• [Task description]: Could you copy out all of the material below, reproducing every line without any change?

___ Provided data

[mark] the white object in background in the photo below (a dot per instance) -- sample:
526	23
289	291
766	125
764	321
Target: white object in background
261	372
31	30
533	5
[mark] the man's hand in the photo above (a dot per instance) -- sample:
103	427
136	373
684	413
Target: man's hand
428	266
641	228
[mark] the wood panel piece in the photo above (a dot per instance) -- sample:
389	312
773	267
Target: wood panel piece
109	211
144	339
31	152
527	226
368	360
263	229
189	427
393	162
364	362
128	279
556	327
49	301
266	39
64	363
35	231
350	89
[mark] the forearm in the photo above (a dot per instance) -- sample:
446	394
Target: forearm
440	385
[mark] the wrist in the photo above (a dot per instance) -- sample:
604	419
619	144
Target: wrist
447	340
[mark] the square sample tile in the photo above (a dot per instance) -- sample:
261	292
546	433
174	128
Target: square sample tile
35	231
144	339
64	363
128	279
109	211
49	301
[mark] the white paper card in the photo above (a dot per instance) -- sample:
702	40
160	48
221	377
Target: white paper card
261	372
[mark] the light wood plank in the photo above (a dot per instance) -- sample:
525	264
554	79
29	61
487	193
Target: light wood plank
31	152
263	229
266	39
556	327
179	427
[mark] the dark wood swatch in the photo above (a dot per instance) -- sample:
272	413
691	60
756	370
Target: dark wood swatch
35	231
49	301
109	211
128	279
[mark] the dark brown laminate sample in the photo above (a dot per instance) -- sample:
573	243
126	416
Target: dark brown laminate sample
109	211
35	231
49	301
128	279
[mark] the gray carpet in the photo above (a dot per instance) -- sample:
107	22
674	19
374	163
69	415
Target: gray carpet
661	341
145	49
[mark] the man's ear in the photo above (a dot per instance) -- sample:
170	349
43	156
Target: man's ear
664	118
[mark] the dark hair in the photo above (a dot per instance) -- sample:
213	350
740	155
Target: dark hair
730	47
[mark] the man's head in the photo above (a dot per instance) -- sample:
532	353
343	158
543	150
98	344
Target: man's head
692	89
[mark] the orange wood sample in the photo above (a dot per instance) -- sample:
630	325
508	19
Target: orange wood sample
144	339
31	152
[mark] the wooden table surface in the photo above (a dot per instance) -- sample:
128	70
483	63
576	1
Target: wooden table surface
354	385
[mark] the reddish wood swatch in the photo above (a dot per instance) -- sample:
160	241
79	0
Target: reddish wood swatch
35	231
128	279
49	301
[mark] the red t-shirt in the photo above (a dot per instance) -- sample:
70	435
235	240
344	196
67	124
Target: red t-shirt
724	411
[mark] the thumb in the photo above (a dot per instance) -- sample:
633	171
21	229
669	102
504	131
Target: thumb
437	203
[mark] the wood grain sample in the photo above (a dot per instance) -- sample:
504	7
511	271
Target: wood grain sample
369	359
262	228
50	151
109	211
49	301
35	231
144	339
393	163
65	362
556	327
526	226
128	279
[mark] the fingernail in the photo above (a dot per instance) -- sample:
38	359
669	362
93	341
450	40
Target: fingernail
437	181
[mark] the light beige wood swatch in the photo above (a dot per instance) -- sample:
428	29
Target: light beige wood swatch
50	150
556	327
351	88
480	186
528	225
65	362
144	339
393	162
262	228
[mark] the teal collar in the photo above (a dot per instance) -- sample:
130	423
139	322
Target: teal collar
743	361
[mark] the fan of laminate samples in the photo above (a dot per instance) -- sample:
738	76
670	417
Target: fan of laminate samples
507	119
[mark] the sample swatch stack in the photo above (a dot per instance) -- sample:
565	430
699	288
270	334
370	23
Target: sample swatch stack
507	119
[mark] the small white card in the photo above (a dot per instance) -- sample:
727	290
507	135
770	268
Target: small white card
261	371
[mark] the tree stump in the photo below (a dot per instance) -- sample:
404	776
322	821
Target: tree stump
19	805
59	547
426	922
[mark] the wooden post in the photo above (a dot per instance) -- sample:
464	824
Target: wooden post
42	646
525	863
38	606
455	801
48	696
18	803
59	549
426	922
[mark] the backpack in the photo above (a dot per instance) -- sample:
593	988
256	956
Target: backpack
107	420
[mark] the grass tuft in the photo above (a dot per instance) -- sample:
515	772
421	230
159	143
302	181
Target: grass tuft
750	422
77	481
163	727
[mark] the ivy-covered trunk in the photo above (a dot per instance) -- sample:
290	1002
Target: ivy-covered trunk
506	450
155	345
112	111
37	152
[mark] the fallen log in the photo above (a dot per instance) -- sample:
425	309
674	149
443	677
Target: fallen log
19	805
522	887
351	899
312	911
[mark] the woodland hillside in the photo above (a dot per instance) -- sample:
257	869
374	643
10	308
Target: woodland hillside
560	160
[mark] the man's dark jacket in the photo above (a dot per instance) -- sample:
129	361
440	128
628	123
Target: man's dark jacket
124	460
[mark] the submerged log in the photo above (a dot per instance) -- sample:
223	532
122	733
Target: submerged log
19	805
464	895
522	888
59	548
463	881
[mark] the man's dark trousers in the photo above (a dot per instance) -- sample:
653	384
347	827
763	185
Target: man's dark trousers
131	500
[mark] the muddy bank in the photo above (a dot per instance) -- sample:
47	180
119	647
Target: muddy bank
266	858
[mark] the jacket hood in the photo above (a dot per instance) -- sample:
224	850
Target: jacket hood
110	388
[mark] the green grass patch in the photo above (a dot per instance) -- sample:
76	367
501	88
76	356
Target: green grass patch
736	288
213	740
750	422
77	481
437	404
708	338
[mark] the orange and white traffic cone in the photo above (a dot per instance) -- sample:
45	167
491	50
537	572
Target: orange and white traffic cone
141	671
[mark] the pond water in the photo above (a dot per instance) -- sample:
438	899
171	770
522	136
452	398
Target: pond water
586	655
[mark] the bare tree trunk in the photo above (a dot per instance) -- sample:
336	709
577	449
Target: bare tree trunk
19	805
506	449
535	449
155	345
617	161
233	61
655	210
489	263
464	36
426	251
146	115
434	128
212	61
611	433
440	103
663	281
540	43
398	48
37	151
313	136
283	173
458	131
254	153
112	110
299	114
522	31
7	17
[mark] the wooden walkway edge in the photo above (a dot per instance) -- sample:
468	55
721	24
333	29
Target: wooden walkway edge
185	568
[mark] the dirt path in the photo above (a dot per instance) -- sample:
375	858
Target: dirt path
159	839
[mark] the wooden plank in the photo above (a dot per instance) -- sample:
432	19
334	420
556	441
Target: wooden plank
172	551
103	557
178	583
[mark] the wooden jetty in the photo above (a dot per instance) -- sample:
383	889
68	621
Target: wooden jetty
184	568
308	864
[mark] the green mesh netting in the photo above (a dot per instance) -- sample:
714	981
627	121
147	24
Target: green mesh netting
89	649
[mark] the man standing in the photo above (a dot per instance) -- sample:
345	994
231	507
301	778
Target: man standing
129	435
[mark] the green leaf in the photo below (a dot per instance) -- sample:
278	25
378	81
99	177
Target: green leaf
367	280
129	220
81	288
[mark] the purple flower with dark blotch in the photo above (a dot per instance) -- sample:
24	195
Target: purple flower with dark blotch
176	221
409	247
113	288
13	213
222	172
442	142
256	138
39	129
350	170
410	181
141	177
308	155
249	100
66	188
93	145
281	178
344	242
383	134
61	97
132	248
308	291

______

• [Full solution]:
[mark] the white object in background in the photo below (a dot per instance) -- sample:
526	23
289	291
766	125
764	321
Target: white object in background
261	372
31	30
533	5
[mark] the man's hand in the photo above (a dot per instance) -- sample:
103	427
136	373
684	413
Target: man's hand
428	266
641	228
[mark] the wood panel piece in the photo above (a dot per instance) -- sample:
389	312
773	267
Target: wood panel piece
109	211
144	339
31	152
527	226
368	360
263	229
189	427
393	162
364	362
128	279
556	327
49	301
266	39
64	363
35	231
350	89
[mark] the forearm in the photo above (a dot per instance) -- sample:
446	394
Target: forearm
440	385
[mark] the wrist in the photo above (a dot per instance) -- sample:
604	419
619	144
Target: wrist
447	340
[mark] the square sample tile in the photo above (a dot per instance) -- sample:
261	292
546	433
174	128
Target: square sample tile
35	231
144	339
64	363
128	279
109	211
49	301
[mark] the white paper card in the photo above (a dot per instance) -- sample:
702	40
160	48
221	377
Target: white paper card
261	372
[mark] the light wood plank in the photo above (a dot per instance) -- sample:
525	264
554	79
29	61
487	193
Target: light wood plank
31	152
263	229
266	39
556	327
179	427
[mark] the dark wood swatch in the photo above (a dot per instance) -- sample:
272	413
691	60
756	370
Target: dark wood swatch
35	231
49	301
109	211
128	279
[mark] the dark brown laminate sample in the photo above (a dot per instance) -- sample:
573	243
126	416
Target: dark brown laminate sample
109	211
35	231
49	301
128	279
[mark] the gray carpet in the photo above (a dot per instance) -- sample:
107	22
674	19
374	163
69	415
Target: gray carpet
661	341
145	49
[mark] the man's ear in the photo above (a dot per instance) -- sample:
170	349
43	156
Target: man's ear
664	118
[mark] the dark hair in the photo above (a dot per instance) -- sample:
213	350
740	155
Target: dark hair
730	47
[mark] the man's head in the photo above (a dot per instance) -- sample:
532	353
343	158
543	150
98	344
Target: man's head
692	89
[mark] the orange wood sample in the photo above (a dot per instance) -- sample:
630	325
508	19
Target: orange wood sample
144	339
31	152
[mark] the wooden table surface in the photo above (a dot per instance) -- sample:
128	70
483	63
576	1
Target: wooden table surface
354	385
[mark] the reddish wood swatch in the photo above (a dot per instance) -- sample:
160	241
79	0
Target: reddish wood swatch
35	231
128	279
49	301
[mark] the red t-shirt in the photo above (a dot per instance) -- sample:
70	435
235	240
344	196
67	124
Target: red t-shirt
724	411
[mark] the thumb in the photo above (a dot per instance) -- sample:
633	171
21	229
669	102
504	131
Target: thumb
437	203
[mark] the wood grain sample in the photo above (a dot per instance) -- sample:
504	7
511	271
Target: wood grain sample
369	359
262	228
50	151
109	211
49	301
35	231
144	339
393	163
65	362
556	327
526	226
128	279
[mark] the fingernail in the photo above (a dot per instance) -- sample:
38	359
669	362
93	341
450	40
Target: fingernail
437	181
[mark] the light beige wood swatch in the photo above (a dot per instance) -- sample:
428	29
Target: light beige wood swatch
50	150
556	327
351	88
480	186
528	225
65	362
144	339
393	162
262	228
[mark] the teal collar in the photo above (a dot per instance) -- sample:
130	423
139	322
Target: teal collar
743	361
[mark] the fan of laminate samples in the photo above (a dot per instance) -- sample:
738	76
670	417
Target: fan of laminate samples
507	119
[mark] the sample swatch stack in the photo above (a dot per instance) -- sample:
565	430
699	288
270	334
370	23
Target: sample swatch stack
507	119
[mark] the small white card in the photo above (a dot per instance) -- sample:
727	290
507	135
770	268
Target: small white card
261	371
[mark] the tree stump in the photo below (a dot per instance) -- sample:
404	776
322	821
Target: tree stump
19	805
59	547
426	922
[mark] the wooden post in the photo above (a dot per instance) -- sample:
464	824
Target: wooden post
42	646
525	863
38	606
455	801
48	696
18	803
59	549
426	922
[mark] the backpack in the photo above (a dot per instance) -- sample:
593	988
256	956
Target: backpack
107	420
[mark] the grass tuft in the photo above (a dot per instance) -- sample:
515	772
421	230
159	143
302	181
Target: grass tuft
750	422
77	481
163	727
[mark] the ivy-covered trunk in the photo above (a dot per instance) -- sample:
290	1002
Target: ivy-covered trunk
506	450
155	345
112	111
37	152
[mark] the fallen log in the photo above (a dot per instance) -- sample:
425	309
674	149
443	677
Target: fallen log
19	805
522	887
351	899
312	911
[mark] the woodland hillside in the photo above (a dot per instance) -- sample:
257	869
374	643
10	308
Target: woodland hillside
560	160
[mark] the man's dark jacket in the photo above (a dot per instance) -- sample:
129	361
440	128
628	123
Target: man's dark jacket
124	460
[mark] the submerged log in the photo above (a dot per instance) -- sample:
223	532
122	733
Target: submerged log
19	805
464	895
522	888
59	548
463	881
[mark] the man's dark trousers in the photo above (a dot per instance) -- sample:
653	384
347	827
763	185
Target: man's dark trousers
131	500
[mark] the muddy bank in the photo above (a dot per instance) -- sample:
47	180
119	647
Target: muddy bank
266	858
[mark] the jacket hood in the photo above (a dot per instance) -- sample:
224	850
Target: jacket hood
110	388
[mark] the green grass patch in the photo above (a dot per instance) -- sample:
76	367
501	88
76	356
Target: green grass patch
736	288
213	740
750	422
77	481
437	404
708	338
[mark] the orange and white traffic cone in the photo above (a dot per instance) -- sample:
45	167
491	50
537	572
Target: orange and white traffic cone
141	671
[mark] the pond water in the photo above (a dot per instance) -- sample:
438	899
171	770
522	136
452	398
Target: pond water
586	655
[mark] the bare tree trunk in the photo above (a dot per instance) -- sample:
336	709
577	449
Target: bare tree trunk
19	805
506	449
535	449
155	345
617	161
233	61
655	210
489	263
464	36
426	251
146	115
434	128
212	61
611	433
440	103
663	281
540	43
398	48
37	151
313	136
283	173
458	131
254	153
112	110
299	114
522	31
7	17
[mark] the wooden walkway edge in the photo above (a dot per instance) -- sample:
468	55
721	24
333	29
Target: wooden walkway edge
185	568
[mark] the dirt path in the photo above (a dot per instance) -- sample:
375	858
Target: dirt path
159	839
[mark] the wooden plank in the photo above (a dot per instance) -- sample:
432	19
334	420
556	441
Target: wooden plank
172	551
103	557
178	583
[mark] the wooden jetty in the photo above (a dot per instance) -- sample:
383	889
68	621
Target: wooden jetty
184	568
308	864
[mark] the green mesh netting in the photo above (a dot per instance) -- sample:
714	981
627	121
147	24
Target: green mesh netting
89	649
[mark] the man standing in the photo above (a dot per instance) -- sample:
345	994
231	507
301	778
Target: man standing
129	435
[mark] the green leaf in the photo below (a dot per instance) -- sample:
278	25
378	81
99	177
Target: green leaf
367	280
129	220
81	288
[mark] the purple flower with dark blotch in the photo above (a dot per instance) -- sample:
24	195
Target: purple flower with dark blotch
176	221
409	247
113	288
13	213
222	172
442	142
256	138
39	129
350	170
410	181
141	177
308	155
249	100
66	188
93	145
281	178
344	242
383	134
61	97
132	248
308	291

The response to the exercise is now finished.